» **Texto extraído**:

Para estimular a troca de ideias e experiências, o JNIAS funciona em um prédio próprio, com apartamentos onde vivem seus integrantes e espaços para convivência e eventos. Atualmente há 14 pesquisadores residentes e o objetivo é atingir 30, de acordo com Mukherjee. O instituto procura sempre contar com a participação de pelo menos uma pessoa das áreas de criação (artes visuais, cinema, teatro, literatura etc.), "que é sempre quem faz as perguntas mais difíceis nas apresentações de cientistas".

Mukherjee disse que um dos casos mais bem sucedidos foi a residência do dramaturgo, poeta e ativista social sul-africano Ari Sitas, que trabalhou com Nelson Mandela no movimento de reconciliação da África do Sul: "Não lhe pedimos para ensinar. Ele simplesmente veio e foi convidado a trabalhar no país inteiro. Isso é o melhor que podemos fazer. A universidade, a cidade, o país devem se beneficiar das pessoas que conseguimos trazer".

TRANSIÇÃO

"O IEA-USP é vanguarda no sistema conservador que é a Universidade. Não que ela seja do passado. De forma alguma. Ela é o bastião do conhecimento. Mas para se atualizar, estar em sintonia com novas realidades, precisa de agentes como o IEA", comentou Grossmann na sua apresentação.

Registros armazenados
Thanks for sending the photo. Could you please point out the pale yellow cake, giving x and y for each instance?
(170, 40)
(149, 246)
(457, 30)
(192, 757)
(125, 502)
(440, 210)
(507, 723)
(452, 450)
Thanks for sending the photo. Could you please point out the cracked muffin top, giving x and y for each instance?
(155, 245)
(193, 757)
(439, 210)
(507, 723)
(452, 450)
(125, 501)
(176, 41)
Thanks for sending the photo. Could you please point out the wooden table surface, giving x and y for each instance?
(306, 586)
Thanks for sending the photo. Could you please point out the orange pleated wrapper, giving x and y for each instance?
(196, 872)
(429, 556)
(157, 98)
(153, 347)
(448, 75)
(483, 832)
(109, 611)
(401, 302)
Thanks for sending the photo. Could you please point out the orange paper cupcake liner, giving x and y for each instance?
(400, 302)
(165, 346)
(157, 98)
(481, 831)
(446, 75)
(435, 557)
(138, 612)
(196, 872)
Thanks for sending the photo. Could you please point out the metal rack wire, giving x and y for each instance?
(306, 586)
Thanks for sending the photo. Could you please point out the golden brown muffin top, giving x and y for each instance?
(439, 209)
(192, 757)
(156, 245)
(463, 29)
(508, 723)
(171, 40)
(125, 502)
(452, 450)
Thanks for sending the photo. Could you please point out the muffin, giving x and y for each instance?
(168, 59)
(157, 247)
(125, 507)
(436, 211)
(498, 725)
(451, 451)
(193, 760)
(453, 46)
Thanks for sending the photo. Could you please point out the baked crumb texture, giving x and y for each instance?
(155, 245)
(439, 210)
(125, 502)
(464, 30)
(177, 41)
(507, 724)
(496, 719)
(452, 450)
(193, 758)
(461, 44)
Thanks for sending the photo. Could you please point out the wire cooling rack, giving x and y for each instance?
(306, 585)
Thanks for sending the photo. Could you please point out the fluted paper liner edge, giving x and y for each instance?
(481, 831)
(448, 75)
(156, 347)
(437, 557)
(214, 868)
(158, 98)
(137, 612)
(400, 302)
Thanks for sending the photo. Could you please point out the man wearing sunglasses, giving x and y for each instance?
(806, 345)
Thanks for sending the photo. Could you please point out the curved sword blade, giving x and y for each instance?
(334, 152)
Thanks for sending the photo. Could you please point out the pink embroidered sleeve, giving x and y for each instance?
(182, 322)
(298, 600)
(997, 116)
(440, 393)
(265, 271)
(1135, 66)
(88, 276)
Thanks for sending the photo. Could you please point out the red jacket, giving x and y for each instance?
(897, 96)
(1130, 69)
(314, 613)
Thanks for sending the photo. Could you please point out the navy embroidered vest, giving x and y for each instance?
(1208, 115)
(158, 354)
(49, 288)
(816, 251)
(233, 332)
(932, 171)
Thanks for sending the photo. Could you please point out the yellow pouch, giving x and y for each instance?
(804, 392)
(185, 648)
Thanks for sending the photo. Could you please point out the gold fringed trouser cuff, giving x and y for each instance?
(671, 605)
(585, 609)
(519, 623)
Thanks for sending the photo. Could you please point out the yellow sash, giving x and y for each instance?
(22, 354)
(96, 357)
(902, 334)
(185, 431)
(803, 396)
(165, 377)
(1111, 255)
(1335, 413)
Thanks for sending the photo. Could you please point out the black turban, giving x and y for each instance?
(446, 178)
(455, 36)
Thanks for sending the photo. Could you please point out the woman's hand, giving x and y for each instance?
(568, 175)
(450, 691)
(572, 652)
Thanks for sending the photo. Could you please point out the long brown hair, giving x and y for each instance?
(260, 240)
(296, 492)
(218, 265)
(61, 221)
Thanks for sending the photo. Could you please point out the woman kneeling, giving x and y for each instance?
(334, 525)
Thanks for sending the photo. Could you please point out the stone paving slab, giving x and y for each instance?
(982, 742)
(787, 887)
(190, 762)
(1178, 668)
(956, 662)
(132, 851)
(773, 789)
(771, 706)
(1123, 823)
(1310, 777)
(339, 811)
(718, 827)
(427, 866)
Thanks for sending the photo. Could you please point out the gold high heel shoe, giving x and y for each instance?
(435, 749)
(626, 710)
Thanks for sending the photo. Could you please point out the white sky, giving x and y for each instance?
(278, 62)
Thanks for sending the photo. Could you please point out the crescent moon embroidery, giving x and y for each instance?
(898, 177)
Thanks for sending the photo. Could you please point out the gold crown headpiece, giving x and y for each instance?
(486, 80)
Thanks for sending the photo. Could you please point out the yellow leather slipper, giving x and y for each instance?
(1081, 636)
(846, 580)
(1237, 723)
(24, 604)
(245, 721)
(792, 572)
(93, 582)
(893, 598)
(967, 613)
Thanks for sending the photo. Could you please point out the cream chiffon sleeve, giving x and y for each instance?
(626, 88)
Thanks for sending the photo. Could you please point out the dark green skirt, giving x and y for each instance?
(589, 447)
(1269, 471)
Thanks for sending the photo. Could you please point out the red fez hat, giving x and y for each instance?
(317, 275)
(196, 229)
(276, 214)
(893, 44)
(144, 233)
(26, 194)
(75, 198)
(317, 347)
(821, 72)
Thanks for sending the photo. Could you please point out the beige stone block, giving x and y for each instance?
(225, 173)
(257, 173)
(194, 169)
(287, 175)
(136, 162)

» **Problema**: Reescreva o trecho do texto extraído que começa em "Mukherjee disse que" e termina em "na sua apresentação.", trocando "bastião" por "baluarte".

» **Resultado do exercício**:
Mukherjee disse que um dos casos mais bem sucedidos foi a residência do dramaturgo, poeta e ativista social sul-africano Ari Sitas, que trabalhou com Nelson Mandela no movimento de reconciliação da África do Sul: "Não lhe pedimos para ensinar. Ele simplesmente veio e foi convidado a trabalhar no país inteiro. Isso é o melhor que podemos fazer. A universidade, a cidade, o país devem se beneficiar das pessoas que conseguimos trazer".

TRANSIÇÃO

"O IEA-USP é vanguarda no sistema conservador que é a Universidade. Não que ela seja do passado. De forma alguma. Ela é o baluarte do conhecimento. Mas para se atualizar, estar em sintonia com novas realidades, precisa de agentes como o IEA", comentou Grossmann na sua apresentação.